Data entries.
>>>

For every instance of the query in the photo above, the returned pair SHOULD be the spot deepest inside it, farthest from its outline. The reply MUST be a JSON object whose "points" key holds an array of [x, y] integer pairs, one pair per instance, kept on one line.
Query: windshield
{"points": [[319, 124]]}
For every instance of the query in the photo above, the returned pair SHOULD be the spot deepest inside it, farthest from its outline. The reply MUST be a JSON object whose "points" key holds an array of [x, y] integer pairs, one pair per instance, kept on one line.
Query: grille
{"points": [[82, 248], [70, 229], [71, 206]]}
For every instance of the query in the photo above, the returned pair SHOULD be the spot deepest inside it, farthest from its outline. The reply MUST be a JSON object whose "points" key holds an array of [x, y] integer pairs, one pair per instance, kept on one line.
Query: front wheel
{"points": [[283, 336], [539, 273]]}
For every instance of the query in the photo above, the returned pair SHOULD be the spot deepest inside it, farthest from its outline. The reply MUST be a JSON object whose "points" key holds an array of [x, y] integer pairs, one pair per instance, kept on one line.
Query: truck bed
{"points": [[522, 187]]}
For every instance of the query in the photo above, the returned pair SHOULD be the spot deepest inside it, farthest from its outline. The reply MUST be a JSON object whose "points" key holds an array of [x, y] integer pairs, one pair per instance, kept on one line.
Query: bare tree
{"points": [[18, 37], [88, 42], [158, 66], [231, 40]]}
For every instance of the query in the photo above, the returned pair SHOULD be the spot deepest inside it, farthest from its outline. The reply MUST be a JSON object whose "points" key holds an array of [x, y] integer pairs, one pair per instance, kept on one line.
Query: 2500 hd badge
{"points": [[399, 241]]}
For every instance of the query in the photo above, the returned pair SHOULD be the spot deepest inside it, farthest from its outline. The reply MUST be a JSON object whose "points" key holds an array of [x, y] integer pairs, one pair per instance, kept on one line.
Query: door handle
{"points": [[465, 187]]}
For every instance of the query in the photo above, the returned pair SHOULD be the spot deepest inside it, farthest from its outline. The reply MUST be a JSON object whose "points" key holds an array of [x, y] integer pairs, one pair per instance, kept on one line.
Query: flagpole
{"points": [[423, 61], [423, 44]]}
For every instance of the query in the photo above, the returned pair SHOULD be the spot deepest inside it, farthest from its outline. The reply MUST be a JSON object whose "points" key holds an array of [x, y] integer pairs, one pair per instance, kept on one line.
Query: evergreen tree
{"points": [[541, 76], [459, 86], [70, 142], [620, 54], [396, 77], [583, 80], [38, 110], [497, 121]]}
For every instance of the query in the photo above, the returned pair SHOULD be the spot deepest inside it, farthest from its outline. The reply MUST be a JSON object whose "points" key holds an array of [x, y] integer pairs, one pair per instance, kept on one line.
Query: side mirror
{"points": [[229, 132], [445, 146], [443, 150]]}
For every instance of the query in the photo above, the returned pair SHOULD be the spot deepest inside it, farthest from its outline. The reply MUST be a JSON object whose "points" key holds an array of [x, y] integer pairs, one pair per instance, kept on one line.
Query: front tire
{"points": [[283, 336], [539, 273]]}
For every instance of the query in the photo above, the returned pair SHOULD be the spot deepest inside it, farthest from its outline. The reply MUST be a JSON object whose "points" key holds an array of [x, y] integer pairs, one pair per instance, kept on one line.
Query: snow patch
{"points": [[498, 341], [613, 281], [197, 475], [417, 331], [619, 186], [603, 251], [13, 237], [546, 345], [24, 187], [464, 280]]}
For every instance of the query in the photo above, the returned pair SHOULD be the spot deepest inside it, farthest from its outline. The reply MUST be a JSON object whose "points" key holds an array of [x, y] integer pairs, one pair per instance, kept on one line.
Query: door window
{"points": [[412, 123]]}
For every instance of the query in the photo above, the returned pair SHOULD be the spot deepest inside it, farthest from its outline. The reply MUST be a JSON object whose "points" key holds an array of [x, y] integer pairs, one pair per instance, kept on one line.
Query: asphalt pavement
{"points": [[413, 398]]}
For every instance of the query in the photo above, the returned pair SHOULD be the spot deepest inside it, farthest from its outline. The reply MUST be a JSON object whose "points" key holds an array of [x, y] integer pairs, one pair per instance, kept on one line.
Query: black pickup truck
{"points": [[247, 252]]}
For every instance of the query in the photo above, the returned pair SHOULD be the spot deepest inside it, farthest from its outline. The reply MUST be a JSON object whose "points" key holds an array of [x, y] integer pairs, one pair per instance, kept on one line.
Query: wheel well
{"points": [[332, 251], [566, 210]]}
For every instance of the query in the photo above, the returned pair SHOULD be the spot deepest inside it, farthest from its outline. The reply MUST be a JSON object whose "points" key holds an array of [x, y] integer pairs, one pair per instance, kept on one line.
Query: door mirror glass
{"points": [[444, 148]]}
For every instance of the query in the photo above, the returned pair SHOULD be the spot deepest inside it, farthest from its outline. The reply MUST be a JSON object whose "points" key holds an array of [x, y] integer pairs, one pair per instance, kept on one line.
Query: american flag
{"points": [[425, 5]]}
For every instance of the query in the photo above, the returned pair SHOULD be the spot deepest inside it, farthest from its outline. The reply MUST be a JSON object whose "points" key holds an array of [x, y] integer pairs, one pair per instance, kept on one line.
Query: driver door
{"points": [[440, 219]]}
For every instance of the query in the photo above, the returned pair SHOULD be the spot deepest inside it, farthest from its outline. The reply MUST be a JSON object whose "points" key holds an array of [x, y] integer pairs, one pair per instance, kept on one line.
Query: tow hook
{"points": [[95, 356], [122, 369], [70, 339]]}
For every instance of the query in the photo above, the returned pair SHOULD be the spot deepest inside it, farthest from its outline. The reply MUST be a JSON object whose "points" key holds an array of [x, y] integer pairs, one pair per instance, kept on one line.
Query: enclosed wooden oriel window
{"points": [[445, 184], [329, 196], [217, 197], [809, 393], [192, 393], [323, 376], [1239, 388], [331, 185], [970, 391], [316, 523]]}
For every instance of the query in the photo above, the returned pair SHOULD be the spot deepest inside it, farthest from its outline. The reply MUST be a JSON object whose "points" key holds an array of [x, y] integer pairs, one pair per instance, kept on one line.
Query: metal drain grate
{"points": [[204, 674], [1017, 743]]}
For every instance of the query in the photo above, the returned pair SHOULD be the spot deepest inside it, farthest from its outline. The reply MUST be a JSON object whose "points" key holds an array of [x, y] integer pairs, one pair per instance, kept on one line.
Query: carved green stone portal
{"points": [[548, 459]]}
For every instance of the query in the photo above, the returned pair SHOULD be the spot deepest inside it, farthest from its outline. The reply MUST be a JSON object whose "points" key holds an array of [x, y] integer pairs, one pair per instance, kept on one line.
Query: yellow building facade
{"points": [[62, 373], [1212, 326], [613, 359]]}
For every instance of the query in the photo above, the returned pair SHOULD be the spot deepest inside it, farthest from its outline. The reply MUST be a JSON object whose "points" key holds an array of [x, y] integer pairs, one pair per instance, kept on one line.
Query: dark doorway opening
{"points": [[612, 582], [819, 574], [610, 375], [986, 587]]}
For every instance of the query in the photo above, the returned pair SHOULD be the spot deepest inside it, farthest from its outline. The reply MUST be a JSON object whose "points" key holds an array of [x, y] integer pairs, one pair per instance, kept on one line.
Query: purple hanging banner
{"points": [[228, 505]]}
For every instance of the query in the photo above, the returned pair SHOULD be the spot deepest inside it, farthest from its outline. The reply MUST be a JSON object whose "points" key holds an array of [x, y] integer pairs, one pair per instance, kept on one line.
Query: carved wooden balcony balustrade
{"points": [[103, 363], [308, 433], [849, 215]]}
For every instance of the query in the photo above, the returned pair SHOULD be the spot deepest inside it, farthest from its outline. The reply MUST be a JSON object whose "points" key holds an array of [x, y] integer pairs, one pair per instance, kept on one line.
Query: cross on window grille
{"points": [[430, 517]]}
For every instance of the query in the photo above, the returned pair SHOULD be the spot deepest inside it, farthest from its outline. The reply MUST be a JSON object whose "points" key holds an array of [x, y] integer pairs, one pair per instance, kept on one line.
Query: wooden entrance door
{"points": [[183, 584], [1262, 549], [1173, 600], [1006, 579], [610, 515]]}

<<<

YOUR GOAL. Final part of the records: return the line that contains "Query: carved wooden balcony balustrade" and every line after it, exactly, with no other lines added.

OUTPUT OF THE TASK.
Query: carved wooden balcony balustrade
{"points": [[103, 363], [308, 433], [849, 215]]}
For every instance of the query in the photo above, the returned pair SHOULD be the spot deepest inside it, farthest from its outline. The reply MUST be a JSON object whose "points" key holds an array of [x, y] integer pairs, one pair per instance, kept on one line.
Query: cross on window grille
{"points": [[430, 517]]}
For every instance of the query in the photo above, the returned pair SHOULD be the spot deepest inside it, farthest from its outline. The reply MUST be a JSON object whose "points" key holds an array of [x, y] integer pairs, one pair per instance, kept on one line.
Query: wooden entrance door
{"points": [[183, 584], [1262, 549], [1173, 600], [1006, 579], [610, 515]]}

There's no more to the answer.